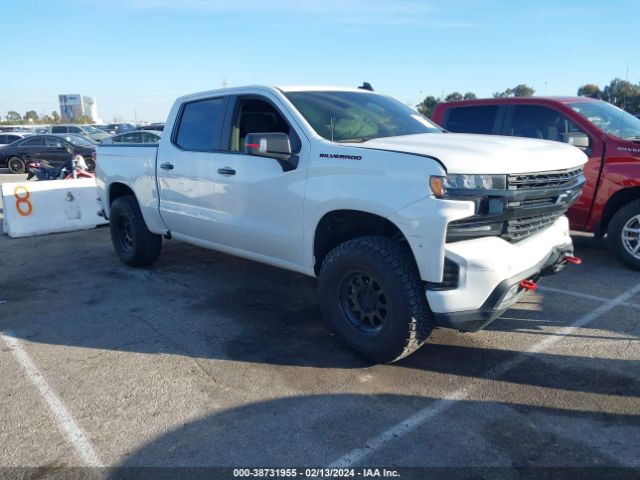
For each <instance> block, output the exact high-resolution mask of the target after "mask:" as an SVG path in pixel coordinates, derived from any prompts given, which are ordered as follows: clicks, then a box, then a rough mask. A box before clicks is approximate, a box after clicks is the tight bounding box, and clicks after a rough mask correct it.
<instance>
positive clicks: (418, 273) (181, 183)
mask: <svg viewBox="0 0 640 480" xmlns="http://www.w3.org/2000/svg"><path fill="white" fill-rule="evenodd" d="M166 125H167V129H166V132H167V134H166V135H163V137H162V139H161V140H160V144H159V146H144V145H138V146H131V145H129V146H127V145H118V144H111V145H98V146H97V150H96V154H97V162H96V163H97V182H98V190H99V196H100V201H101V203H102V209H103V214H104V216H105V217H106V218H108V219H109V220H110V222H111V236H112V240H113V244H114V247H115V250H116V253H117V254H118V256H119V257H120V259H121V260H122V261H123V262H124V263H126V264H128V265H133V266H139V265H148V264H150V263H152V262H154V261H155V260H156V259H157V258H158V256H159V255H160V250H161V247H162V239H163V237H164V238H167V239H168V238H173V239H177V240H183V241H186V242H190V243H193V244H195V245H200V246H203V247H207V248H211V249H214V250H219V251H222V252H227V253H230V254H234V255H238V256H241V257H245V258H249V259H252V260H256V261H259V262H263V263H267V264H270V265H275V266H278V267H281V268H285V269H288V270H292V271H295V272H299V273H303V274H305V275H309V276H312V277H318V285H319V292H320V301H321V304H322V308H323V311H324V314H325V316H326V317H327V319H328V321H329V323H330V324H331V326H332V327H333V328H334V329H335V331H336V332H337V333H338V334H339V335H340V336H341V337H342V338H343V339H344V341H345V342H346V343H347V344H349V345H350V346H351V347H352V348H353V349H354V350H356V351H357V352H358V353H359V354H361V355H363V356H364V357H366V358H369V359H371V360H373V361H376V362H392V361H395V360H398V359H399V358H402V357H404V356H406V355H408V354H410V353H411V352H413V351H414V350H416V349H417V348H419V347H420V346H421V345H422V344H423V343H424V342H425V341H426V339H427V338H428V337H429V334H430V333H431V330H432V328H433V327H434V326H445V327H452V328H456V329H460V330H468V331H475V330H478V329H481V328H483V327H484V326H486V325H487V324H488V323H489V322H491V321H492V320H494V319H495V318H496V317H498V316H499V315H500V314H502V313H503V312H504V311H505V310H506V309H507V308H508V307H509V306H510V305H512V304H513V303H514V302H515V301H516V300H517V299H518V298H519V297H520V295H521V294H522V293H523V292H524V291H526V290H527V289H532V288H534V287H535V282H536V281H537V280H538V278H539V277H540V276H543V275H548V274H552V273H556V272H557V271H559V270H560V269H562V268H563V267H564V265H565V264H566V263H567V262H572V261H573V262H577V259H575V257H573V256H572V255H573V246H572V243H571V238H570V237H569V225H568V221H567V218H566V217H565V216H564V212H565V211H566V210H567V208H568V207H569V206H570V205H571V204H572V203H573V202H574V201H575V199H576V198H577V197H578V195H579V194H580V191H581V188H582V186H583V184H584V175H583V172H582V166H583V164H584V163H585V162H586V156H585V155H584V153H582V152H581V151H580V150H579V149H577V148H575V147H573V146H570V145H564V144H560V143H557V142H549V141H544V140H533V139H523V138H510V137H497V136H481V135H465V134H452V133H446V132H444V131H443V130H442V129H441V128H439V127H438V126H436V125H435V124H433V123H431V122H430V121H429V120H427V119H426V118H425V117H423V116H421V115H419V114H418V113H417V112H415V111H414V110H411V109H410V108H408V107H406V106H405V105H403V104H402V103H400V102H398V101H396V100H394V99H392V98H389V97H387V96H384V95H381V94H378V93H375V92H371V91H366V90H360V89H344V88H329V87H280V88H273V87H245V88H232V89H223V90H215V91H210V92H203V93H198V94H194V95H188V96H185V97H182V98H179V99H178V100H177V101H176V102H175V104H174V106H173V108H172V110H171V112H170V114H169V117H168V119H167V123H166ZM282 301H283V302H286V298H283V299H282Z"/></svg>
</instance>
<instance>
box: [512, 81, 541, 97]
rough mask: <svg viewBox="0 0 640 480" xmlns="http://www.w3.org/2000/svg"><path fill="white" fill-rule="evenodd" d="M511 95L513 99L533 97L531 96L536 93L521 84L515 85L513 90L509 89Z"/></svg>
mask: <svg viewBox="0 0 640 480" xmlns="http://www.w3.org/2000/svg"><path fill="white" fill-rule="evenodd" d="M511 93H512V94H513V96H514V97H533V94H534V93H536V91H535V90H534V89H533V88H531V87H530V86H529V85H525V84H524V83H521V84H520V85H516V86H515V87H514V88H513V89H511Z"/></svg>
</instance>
------------------------------------------------------------------------
▶ **EXERCISE PROMPT**: Could the entries above be restated word for word, with the pictures left out?

▶ **WORKED SOLUTION**:
For each <instance> block, output the exact high-resolution mask of the target after "mask:" as an SVG path in pixel coordinates, derived from any prompts given, which are ordered as follows: clicks, then a box, then a rough mask. A box before clicks is approximate, a box after clicks is the tight bounding box, and clicks after a rough mask correct it.
<instance>
positive clicks: (418, 273) (181, 183)
mask: <svg viewBox="0 0 640 480" xmlns="http://www.w3.org/2000/svg"><path fill="white" fill-rule="evenodd" d="M166 125H167V129H166V132H167V134H166V135H163V137H162V139H161V140H160V144H159V146H144V145H138V146H131V145H129V146H127V145H118V144H111V145H98V146H97V150H96V154H97V162H96V163H97V182H98V190H99V196H100V201H101V203H102V209H103V214H104V216H105V217H106V218H108V219H109V220H110V222H111V236H112V240H113V244H114V247H115V250H116V253H117V254H118V256H119V257H120V259H121V260H122V261H123V262H124V263H126V264H128V265H133V266H139V265H148V264H150V263H152V262H154V261H155V260H156V259H157V258H158V256H159V255H160V250H161V247H162V239H163V237H164V238H167V239H168V238H173V239H177V240H183V241H186V242H190V243H193V244H195V245H200V246H203V247H207V248H211V249H214V250H219V251H222V252H227V253H230V254H234V255H238V256H241V257H245V258H249V259H252V260H256V261H259V262H263V263H267V264H270V265H275V266H278V267H281V268H285V269H288V270H292V271H295V272H299V273H303V274H305V275H309V276H312V277H318V285H319V292H320V301H321V304H322V308H323V311H324V314H325V316H326V317H327V319H328V321H329V323H330V324H331V326H332V327H333V328H334V329H335V331H336V332H337V333H338V334H339V335H340V336H341V337H342V338H343V339H344V341H345V342H346V343H347V344H349V345H350V346H351V347H352V348H353V349H354V350H356V351H357V352H358V353H359V354H361V355H363V356H364V357H366V358H369V359H371V360H373V361H376V362H392V361H395V360H398V359H399V358H402V357H404V356H406V355H408V354H410V353H411V352H413V351H414V350H416V349H417V348H419V347H420V346H421V345H422V344H423V343H424V342H425V341H426V339H427V338H428V337H429V334H430V333H431V330H432V328H433V327H434V326H445V327H452V328H456V329H460V330H468V331H475V330H478V329H481V328H483V327H484V326H486V325H487V324H488V323H489V322H491V321H492V320H494V319H495V318H496V317H498V316H499V315H500V314H502V313H503V312H504V311H505V310H506V309H507V308H508V307H509V306H510V305H512V304H513V303H514V302H515V301H516V300H517V299H518V298H519V297H520V295H521V294H522V293H523V292H524V291H526V290H527V289H532V288H534V287H535V282H536V281H537V280H538V278H539V277H540V276H543V275H548V274H552V273H556V272H557V271H559V270H560V269H562V268H563V267H564V265H565V264H566V263H567V262H572V261H573V262H577V259H575V257H573V256H572V255H573V246H572V243H571V238H570V237H569V225H568V221H567V218H566V217H565V216H564V212H565V211H566V210H567V208H568V207H569V206H570V205H571V204H572V203H573V202H574V201H575V199H576V198H577V197H578V195H579V194H580V191H581V188H582V186H583V184H584V175H583V172H582V166H583V164H584V163H585V162H586V156H585V155H584V153H582V152H581V151H580V150H579V149H577V148H575V147H573V146H570V145H564V144H560V143H557V142H549V141H544V140H533V139H523V138H510V137H497V136H481V135H465V134H452V133H446V132H444V131H443V130H442V129H441V128H439V127H438V126H436V125H435V124H433V123H431V122H430V121H429V120H427V119H426V118H425V117H423V116H421V115H419V114H418V113H417V112H415V111H414V110H411V109H410V108H408V107H406V106H405V105H403V104H402V103H400V102H398V101H396V100H394V99H392V98H389V97H387V96H384V95H381V94H378V93H375V92H371V91H366V90H360V89H344V88H329V87H280V88H273V87H245V88H232V89H223V90H215V91H210V92H203V93H198V94H194V95H188V96H185V97H182V98H179V99H178V100H177V101H176V102H175V104H174V106H173V108H172V110H171V112H170V114H169V117H168V119H167V123H166ZM282 301H283V302H286V298H283V299H282Z"/></svg>
</instance>
<instance>
box: [512, 81, 541, 97]
rough mask: <svg viewBox="0 0 640 480" xmlns="http://www.w3.org/2000/svg"><path fill="white" fill-rule="evenodd" d="M511 95L513 99L533 97L531 96L536 93L521 84L515 85L513 90L509 89Z"/></svg>
mask: <svg viewBox="0 0 640 480" xmlns="http://www.w3.org/2000/svg"><path fill="white" fill-rule="evenodd" d="M511 93H512V94H513V96H514V97H533V94H534V93H536V91H535V90H534V89H533V88H531V87H530V86H529V85H525V84H524V83H521V84H520V85H516V86H515V87H514V88H513V89H511Z"/></svg>
</instance>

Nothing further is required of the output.